Denizli’deyse Doruk için her şey bambaşkaydı. Amcaları, yengeleri, kuzenleri, halası, babaannesi kucaklarından indirmedi. İlk gün dedesinin mezarını ziyaret ettik. 2. gün alışverişlere çıktık. Olumsuz olan şeylerde vardı benim bakış açımla. Mesela uyku vakitlerinde vakitlice uyuyamadı. Geceleri çok geç yatağına yatabildi. Uyumadan önce banyo yaptıramadım. Gündüz banyo yaptırmak istediler izin vermedim düzeni bozulmasın diye. Bulunduğumuz yerlerde çok fazla gürültü olduğu için uykuları kısa ve rahatsız oldu. Ama yinede benim canım oğlumun gıkı çıkmadı. Bu yönlerdende 3 gün kalmamız çok isabetli bir karar oldu.

Havalar çok sıcaktı. Denizlinin sıcağıda çöl sıcağı gibi oluyor ama iyiki gitmişiz. Eğer 1 hafta sonra gitsek yağmurlarda gitmek zorunda kalabilirdik ki, bu kadar keyifli geçmeyebilirdi yolculuğumuz.

Verilen Bilgiler
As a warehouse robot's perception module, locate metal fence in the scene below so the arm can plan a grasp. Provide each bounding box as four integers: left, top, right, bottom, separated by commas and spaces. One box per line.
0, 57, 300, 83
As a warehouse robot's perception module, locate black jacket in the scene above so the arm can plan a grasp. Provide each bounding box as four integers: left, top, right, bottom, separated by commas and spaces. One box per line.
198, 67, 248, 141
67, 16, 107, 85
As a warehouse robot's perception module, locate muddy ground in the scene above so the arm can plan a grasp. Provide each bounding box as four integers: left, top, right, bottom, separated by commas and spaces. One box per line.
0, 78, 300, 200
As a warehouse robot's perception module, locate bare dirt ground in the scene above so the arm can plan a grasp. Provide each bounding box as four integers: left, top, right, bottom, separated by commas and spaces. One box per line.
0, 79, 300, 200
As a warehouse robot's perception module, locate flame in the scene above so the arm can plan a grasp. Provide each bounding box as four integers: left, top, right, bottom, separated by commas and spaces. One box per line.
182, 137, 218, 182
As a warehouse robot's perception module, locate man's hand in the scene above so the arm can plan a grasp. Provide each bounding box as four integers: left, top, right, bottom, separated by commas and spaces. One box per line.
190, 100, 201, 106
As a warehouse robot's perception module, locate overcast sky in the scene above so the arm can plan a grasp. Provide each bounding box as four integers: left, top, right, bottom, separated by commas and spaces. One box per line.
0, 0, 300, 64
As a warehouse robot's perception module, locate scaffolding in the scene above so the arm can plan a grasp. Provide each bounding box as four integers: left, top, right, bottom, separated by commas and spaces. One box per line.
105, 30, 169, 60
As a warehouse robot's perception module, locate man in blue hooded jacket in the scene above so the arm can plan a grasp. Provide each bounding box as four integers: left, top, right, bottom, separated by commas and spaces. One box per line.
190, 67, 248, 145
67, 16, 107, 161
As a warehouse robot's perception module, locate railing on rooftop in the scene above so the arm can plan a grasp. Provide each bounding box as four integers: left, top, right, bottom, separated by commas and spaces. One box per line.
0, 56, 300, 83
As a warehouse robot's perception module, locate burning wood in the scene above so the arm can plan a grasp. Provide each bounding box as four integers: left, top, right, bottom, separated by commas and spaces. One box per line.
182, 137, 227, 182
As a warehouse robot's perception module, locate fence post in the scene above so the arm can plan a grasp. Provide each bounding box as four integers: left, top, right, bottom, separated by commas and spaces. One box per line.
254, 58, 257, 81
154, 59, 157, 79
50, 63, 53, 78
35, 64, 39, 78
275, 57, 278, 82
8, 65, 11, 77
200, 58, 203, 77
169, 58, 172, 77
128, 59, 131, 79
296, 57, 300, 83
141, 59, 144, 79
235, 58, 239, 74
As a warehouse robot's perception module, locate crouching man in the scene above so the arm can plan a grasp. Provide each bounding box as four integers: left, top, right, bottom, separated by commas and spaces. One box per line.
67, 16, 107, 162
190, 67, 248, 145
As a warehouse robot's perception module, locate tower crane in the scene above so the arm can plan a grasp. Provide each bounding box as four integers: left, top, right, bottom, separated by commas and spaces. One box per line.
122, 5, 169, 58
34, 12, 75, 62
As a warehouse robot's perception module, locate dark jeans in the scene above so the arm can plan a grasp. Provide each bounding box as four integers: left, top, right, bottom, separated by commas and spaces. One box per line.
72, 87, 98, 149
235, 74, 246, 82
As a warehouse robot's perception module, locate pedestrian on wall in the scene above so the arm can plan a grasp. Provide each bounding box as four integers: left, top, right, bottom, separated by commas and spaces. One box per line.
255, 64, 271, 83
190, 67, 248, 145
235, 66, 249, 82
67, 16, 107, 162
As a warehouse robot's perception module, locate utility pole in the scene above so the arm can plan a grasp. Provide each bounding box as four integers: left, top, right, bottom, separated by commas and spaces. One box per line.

Sorular ve Görevler
a) Denizli yolculuğu metnine göre aşağıdaki soruları lütfen yanıtlayın.
(i) Denizli'de ilk gün ne yapıldı?
(ii) Denizli'de kaç gün kalındı?
(iii) Bir hafta sonra gidilseydi ne olabilirdi?
b) Denizli yolculuğu metnini son cümlesinden sonra devam ettirin.

Görevlere Göre Cevaplar
a)
(i) Doruk'un dedesinin mezarı ziyaret edildi.
(ii) 3 gün kalındı.
(iii) Yağmurlarda gitmek zorunda kalınabilirdi ve yolculuk bu kadar keyifli geçmeyebilirdi.

b)
Dönüş yolumuzda aynı şekilde benim küçük prensim bizi hiç üzmedi. Sadece sabahları gaz çıkarma operasyonu olduğu için otobüste gaz çıkardığında babası ve annesi olarak yakınımızda oturanlara açıklama yapmak zorunda kaldık. Herkesi güldürdük.

Birde bekarken yolculuklarım sırasında en çok beni sinir eden şey yakınımda çocuklu bir ailenin olması ve yol boyunca beni rahatsız edeceklerini düşünmem olurdu. İşte tarih tekerrürden ibaret derler. Biz otobüse binince benim attığım o bakışların aynısıyla bu sefer ben karşılaştım. “of bebekmi yandık bu yol bitmez artık” diyen bakışlar. Ama ben hep haklı çıkardım. Otobüste o çocuklar yolu bana zehir ederlerdi. Gece boyunca ağlarlar. Anneleri yüksek seslerle bebeklerini uyutmaya çalışırdı. Ama Allah bize yardım etti sanırım benim oğlum bize bunları yaşatmadı. Hatta o bakışları atanlar biz otobüsten inerken oğluşumu uslu bebek diyerek sevdiler bile.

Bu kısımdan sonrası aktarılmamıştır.